WORK TO COMPLETE:
**A.** In the CPR study abstract below, how long did ventricular fibrillation last before manual CPR or LUCAS-CPR was started?
**B.** Reproduce the portion of the CPR study abstract below between "30 kg pigs were" and "spontaneous circulation (ROSC).", inclusive.
**C.** Pick up the abstract on manual CPR versus LUCAS-CPR in pigs, given below, right after its final sentence and continue writing it.

PASSAGE PROVIDED:
------------------------------------------------------------------------

Published: 28 October 2010

Abstract

Background

Optimal manual closed chest compressions are difficult to give. A mechanical compression/decompression device, named LUCAS, is programmed to give compression according to the latest international guidelines (2005) for cardiopulmonary resuscitation (CPR). The aim of the present study was to compare manual CPR with LUCAS-CPR.

Methods

30 kg pigs were anesthetized and intubated. After a base-line period and five minutes of ventricular fibrillation, manual CPR (n = 8) or LUCAS-CPR (n = 8) was started and run for 20 minutes. Professional paramedics gave manual chest compression's alternating in 2-minute periods. Ventilation, one breath for each 10 compressions, was given to all animals. Defibrillation and, if needed, adrenaline were given to obtain a return of spontaneous circulation (ROSC).

------------------------------------------------------------------------

DATA SECTION:

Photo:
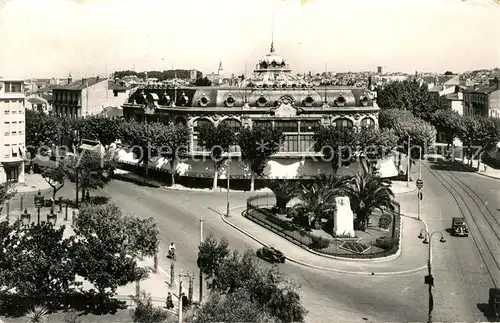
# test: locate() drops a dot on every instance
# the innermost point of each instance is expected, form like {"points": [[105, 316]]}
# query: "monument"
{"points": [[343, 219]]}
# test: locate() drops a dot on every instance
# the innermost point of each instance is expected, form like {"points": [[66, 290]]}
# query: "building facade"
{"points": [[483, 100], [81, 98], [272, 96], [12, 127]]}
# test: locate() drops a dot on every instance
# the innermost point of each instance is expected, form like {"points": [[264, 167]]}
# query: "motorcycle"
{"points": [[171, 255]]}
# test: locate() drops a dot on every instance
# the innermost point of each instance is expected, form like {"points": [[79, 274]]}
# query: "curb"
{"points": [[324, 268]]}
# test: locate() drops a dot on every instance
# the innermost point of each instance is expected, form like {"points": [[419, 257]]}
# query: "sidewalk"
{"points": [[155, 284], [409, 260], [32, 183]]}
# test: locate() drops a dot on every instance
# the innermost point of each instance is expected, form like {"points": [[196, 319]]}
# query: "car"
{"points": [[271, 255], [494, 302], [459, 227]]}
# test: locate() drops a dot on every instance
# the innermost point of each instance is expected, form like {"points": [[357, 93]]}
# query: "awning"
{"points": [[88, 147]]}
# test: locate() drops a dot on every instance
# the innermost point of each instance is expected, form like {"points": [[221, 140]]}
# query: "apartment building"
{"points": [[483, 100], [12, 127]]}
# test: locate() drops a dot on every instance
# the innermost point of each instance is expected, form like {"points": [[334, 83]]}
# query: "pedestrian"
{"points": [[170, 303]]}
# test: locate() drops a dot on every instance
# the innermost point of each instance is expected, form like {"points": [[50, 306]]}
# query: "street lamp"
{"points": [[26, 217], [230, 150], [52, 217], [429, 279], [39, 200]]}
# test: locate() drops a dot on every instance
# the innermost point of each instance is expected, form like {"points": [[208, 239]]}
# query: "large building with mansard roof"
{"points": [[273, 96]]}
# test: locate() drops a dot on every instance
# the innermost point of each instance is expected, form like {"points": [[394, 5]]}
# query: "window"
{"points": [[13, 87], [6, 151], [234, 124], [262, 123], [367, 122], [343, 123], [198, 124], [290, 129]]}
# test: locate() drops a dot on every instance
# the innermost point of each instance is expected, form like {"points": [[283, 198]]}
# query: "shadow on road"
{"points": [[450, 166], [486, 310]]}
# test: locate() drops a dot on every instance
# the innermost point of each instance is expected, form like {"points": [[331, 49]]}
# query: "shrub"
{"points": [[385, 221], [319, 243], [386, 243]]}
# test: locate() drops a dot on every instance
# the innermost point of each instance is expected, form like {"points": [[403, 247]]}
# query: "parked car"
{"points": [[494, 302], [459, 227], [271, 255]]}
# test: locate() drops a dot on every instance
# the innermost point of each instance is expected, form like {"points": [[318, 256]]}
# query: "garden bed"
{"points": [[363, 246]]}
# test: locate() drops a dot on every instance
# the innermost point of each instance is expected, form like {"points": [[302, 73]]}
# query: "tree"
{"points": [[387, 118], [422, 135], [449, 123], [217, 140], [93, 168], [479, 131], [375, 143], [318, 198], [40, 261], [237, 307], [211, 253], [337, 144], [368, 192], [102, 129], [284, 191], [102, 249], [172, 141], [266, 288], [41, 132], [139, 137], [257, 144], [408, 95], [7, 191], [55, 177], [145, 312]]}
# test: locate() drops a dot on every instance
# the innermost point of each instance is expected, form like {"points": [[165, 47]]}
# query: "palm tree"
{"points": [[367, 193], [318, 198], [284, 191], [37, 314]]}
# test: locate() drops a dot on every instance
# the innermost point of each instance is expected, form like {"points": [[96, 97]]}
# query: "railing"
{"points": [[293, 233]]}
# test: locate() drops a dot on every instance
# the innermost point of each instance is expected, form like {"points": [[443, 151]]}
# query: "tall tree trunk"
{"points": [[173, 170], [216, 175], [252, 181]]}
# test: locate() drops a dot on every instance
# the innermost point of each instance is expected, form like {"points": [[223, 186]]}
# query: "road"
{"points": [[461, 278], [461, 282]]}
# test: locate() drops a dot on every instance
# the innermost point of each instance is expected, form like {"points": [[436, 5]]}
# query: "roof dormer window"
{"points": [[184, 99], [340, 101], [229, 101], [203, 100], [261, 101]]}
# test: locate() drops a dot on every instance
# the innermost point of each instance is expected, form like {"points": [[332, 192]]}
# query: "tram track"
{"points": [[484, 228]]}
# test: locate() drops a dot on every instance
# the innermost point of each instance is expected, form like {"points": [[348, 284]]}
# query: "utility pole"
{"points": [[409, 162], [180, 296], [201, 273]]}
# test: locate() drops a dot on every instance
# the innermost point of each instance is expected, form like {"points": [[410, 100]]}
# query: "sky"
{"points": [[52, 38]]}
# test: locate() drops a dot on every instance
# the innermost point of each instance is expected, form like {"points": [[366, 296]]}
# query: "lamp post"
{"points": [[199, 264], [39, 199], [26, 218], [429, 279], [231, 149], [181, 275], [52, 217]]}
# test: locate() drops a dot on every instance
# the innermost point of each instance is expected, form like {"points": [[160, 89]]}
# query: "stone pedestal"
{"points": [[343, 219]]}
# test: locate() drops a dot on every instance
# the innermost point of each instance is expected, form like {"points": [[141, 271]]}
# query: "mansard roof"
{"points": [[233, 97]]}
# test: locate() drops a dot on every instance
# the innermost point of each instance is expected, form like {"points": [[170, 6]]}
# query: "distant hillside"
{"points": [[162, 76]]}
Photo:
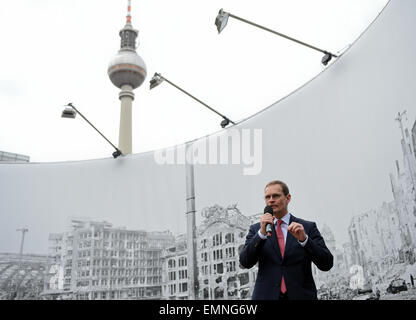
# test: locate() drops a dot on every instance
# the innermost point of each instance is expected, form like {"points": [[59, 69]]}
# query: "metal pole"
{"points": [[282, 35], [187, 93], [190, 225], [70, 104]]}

------------------------------------------------------------------------

TASK-BY-TASK ANSWERS:
**A.** Five minutes.

**B.**
30 kg pigs were anesthetized and intubated. After a base-line period and five minutes of ventricular fibrillation, manual CPR (n = 8) or LUCAS-CPR (n = 8) was started and run for 20 minutes. Professional paramedics gave manual chest compression's alternating in 2-minute periods. Ventilation, one breath for each 10 compressions, was given to all animals. Defibrillation and, if needed, adrenaline were given to obtain a return of spontaneous circulation (ROSC).

**C.**
Results

The mean coronary perfusion pressure was significantly (p < 0.01) higher in the mechanical group, around 20 mmHg, compared to around 5 mmHg in the manual group. In the manual group 54 rib fractures occurred compared to 33 in the LUCAS group (p < 0.01). In the manual group one severe liver injury and one pressure pneumothorax were also seen. All 8 pigs in the mechanical group achieved ROSC, as compared with 3 pigs in the manual group.

Conclusions

LUCAS-CPR gave significantly higher coronary perfusion pressure and significantly fewer rib fractures than manual CPR in this porcine model.